YOUR GOAL: From the items below, keep only the lines that contain the string "shrub", and copy each of those lines. Count a line only when the string matches in case.

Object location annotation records

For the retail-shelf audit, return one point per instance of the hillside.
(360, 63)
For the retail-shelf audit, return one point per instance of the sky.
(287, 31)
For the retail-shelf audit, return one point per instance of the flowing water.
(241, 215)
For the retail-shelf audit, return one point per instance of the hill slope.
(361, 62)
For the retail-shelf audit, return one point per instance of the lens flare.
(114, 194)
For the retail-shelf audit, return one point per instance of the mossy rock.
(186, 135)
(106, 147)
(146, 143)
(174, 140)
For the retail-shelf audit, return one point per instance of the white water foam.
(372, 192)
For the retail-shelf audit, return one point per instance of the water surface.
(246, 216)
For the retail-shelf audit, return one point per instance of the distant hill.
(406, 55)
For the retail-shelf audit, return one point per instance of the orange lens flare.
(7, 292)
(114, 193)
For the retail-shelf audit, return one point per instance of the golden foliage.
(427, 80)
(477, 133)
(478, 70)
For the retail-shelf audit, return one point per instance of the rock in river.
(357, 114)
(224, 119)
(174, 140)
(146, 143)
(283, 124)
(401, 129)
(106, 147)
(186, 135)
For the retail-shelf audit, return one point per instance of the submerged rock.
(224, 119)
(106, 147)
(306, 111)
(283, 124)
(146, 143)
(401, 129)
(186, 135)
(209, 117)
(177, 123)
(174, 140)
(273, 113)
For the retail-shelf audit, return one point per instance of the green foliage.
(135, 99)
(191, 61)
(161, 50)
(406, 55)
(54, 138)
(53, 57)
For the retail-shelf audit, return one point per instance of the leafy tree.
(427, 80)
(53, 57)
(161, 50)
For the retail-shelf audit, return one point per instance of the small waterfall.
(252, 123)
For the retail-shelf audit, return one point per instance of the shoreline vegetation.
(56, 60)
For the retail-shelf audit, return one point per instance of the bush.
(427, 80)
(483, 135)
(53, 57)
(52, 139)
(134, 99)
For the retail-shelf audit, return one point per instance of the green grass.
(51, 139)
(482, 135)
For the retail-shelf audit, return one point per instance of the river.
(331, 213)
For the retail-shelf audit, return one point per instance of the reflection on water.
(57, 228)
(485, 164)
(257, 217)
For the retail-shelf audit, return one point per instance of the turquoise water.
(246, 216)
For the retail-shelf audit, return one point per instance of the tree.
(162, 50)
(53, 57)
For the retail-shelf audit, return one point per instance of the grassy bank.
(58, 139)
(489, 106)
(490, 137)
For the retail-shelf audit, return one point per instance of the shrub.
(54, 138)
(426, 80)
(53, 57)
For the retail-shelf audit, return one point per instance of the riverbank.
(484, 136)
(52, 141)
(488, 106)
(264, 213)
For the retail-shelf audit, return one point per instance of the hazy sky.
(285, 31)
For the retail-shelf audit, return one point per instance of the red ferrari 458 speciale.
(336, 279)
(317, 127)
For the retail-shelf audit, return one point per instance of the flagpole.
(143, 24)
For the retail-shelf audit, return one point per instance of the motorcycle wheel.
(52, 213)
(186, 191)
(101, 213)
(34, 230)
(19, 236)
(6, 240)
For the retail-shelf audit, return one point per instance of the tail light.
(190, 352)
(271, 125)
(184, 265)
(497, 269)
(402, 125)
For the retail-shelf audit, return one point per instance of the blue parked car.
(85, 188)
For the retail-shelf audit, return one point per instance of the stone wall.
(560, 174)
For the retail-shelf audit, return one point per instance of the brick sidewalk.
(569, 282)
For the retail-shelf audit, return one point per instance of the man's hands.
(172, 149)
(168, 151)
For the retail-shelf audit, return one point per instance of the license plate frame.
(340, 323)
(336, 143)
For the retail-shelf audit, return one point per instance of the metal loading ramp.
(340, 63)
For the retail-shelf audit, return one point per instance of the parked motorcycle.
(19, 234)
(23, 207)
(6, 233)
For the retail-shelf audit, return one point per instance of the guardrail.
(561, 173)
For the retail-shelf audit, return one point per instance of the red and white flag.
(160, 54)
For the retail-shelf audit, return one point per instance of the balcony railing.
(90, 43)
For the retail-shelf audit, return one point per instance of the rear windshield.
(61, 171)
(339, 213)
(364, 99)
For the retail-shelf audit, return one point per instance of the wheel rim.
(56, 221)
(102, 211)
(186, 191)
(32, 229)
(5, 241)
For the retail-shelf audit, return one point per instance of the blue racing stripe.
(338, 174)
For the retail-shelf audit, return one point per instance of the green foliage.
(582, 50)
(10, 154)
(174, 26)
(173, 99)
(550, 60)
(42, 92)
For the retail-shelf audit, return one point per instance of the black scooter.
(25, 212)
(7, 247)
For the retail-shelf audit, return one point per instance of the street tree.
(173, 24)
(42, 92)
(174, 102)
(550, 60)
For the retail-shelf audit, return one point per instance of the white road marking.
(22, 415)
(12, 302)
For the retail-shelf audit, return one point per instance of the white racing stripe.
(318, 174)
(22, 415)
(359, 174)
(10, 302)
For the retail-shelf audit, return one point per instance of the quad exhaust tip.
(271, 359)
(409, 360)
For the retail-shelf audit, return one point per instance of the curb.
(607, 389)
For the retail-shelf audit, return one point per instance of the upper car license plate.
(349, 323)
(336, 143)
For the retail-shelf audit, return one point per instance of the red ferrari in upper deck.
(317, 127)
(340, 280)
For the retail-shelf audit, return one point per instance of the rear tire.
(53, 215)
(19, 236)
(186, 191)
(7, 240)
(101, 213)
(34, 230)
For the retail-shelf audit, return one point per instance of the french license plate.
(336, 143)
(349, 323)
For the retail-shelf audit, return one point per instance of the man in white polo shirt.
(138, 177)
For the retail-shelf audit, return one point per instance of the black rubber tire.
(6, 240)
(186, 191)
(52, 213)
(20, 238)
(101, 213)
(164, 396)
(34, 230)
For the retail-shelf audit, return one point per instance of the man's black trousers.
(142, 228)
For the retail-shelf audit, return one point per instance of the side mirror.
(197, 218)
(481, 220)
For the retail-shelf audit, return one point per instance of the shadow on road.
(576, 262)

* * *

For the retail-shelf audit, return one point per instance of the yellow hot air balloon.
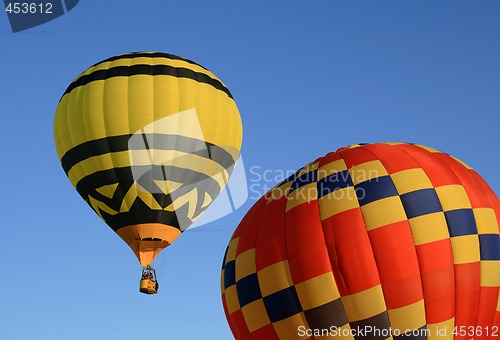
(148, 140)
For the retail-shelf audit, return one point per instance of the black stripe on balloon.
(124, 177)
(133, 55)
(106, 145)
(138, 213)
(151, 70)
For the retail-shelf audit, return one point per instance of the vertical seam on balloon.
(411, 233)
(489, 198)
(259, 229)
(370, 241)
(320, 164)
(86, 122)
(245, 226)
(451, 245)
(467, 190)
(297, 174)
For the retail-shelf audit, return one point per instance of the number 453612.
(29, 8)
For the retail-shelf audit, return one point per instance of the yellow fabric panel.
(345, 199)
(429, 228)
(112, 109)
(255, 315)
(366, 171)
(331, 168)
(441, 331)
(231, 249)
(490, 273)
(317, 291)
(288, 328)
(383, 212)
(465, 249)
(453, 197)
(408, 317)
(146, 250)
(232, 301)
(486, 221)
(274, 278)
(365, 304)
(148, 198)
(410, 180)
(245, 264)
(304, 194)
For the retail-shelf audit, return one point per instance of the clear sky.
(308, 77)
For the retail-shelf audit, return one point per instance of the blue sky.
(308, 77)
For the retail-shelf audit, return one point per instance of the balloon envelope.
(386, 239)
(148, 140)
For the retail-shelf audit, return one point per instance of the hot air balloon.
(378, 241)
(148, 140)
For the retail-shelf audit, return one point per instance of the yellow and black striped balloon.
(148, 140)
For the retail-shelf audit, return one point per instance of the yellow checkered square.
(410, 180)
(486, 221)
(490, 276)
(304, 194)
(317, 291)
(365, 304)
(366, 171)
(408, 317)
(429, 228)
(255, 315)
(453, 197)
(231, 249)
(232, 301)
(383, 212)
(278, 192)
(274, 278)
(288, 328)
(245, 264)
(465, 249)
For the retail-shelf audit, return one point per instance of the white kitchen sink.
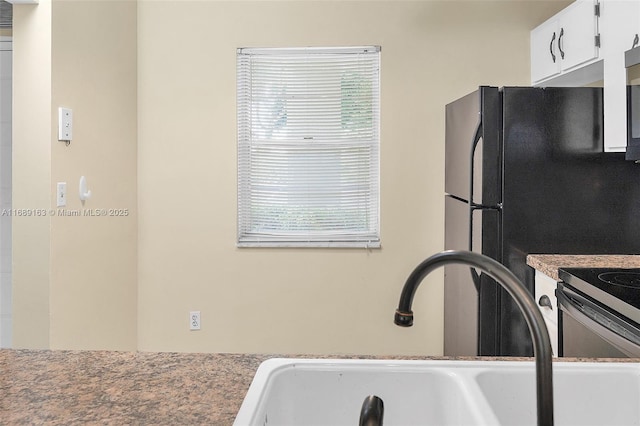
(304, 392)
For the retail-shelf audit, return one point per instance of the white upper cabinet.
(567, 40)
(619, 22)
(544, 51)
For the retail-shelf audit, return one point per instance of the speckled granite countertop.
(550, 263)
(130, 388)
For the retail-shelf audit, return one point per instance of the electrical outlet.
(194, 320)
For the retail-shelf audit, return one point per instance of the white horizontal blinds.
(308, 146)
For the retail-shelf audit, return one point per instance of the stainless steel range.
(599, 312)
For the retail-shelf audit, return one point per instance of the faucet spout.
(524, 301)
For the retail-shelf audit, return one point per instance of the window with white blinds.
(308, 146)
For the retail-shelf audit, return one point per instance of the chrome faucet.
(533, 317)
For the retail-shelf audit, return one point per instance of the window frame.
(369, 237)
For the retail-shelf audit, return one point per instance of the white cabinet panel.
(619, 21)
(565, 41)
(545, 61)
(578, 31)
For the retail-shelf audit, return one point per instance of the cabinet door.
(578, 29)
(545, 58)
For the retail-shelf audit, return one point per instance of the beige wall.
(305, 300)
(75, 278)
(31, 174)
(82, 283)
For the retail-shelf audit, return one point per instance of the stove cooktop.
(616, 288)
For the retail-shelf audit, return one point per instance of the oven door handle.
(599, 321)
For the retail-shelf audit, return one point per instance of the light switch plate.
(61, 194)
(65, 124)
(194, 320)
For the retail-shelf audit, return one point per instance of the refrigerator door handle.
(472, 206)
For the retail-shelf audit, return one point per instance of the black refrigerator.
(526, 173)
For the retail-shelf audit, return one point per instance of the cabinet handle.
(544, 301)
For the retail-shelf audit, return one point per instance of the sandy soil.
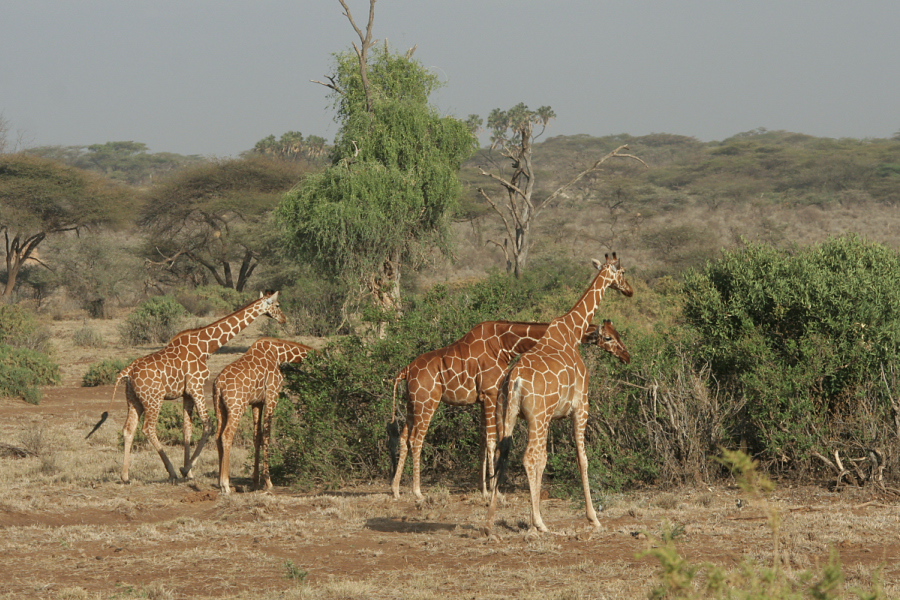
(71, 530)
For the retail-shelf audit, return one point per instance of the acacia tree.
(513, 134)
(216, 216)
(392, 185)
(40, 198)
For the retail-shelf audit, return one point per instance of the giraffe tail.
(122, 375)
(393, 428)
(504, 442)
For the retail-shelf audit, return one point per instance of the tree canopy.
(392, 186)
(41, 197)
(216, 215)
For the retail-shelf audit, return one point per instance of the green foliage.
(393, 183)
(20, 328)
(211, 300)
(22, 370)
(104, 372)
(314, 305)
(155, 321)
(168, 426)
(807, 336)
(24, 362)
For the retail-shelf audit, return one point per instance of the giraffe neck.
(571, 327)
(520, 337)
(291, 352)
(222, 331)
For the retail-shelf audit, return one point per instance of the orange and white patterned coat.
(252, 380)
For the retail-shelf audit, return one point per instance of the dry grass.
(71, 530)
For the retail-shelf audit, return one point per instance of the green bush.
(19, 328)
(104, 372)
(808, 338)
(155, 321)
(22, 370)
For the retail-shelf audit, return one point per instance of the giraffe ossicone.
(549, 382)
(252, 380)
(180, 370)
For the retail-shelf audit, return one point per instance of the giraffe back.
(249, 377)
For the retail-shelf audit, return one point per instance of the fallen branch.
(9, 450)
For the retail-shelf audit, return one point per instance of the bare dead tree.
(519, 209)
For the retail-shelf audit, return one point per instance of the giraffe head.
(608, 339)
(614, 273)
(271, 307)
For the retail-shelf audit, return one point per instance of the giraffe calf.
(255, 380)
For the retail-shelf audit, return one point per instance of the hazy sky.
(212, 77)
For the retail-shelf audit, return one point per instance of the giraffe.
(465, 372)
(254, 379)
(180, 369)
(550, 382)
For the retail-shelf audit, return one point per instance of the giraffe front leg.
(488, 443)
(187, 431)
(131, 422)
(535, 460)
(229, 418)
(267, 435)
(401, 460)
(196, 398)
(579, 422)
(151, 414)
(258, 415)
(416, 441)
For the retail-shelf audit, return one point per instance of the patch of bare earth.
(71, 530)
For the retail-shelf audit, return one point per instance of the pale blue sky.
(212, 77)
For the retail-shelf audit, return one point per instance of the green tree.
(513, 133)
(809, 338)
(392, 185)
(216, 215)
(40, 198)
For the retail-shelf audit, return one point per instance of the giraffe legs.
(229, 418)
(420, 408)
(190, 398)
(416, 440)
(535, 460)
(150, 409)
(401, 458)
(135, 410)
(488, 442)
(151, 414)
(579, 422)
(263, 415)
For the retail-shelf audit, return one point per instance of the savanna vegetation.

--

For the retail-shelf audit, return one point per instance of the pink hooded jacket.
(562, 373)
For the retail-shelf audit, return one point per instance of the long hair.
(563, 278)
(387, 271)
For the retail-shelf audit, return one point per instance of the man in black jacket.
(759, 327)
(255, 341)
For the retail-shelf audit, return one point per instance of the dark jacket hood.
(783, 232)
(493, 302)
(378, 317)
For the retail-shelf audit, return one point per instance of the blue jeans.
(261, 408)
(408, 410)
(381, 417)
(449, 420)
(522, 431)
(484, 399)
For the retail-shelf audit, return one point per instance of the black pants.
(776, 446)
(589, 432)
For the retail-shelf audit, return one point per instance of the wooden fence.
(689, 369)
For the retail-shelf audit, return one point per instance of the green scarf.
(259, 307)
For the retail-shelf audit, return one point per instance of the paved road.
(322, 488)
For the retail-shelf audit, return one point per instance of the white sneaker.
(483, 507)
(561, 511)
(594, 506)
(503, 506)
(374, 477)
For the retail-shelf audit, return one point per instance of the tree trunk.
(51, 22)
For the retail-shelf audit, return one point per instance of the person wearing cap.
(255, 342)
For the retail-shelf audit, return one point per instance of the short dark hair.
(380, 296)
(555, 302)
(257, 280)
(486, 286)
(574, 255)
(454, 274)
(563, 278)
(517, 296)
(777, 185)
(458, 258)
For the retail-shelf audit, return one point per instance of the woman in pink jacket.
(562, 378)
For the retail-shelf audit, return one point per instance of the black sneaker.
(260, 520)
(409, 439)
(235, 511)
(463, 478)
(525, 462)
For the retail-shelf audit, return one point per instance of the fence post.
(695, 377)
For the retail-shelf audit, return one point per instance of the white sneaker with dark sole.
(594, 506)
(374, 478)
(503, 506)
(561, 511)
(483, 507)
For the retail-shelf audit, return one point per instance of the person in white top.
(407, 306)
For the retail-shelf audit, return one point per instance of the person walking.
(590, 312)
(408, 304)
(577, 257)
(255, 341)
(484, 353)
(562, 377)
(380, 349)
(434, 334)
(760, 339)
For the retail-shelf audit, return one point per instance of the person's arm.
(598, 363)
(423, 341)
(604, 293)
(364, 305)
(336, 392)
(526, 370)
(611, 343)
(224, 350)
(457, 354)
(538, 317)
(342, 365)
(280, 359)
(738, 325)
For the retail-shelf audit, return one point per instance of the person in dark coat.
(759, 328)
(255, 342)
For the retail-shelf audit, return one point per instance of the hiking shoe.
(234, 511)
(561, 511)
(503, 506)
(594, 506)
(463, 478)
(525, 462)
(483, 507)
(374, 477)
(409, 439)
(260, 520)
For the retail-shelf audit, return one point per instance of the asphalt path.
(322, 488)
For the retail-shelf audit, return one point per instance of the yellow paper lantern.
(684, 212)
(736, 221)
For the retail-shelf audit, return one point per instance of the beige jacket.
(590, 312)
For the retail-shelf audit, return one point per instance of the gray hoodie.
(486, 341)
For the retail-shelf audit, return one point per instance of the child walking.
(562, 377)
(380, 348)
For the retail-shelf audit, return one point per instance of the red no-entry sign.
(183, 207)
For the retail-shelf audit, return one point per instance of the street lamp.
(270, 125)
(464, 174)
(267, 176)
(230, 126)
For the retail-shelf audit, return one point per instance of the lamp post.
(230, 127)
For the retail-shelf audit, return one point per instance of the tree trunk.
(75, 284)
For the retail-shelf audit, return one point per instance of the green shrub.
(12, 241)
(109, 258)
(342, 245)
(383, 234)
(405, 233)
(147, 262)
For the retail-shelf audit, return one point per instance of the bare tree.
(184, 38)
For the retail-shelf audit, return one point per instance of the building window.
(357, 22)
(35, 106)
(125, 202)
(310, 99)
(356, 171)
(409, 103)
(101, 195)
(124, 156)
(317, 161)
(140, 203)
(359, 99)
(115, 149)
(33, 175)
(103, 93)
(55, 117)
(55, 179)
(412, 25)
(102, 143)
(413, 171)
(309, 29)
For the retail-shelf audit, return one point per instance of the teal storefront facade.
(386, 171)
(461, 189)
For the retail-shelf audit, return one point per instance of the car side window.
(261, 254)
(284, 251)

ANSWER BELOW:
For the retail-shelf audit, return one point per instance of the shrub.
For the retail-shelf audit, return one point per instance of the green shrub.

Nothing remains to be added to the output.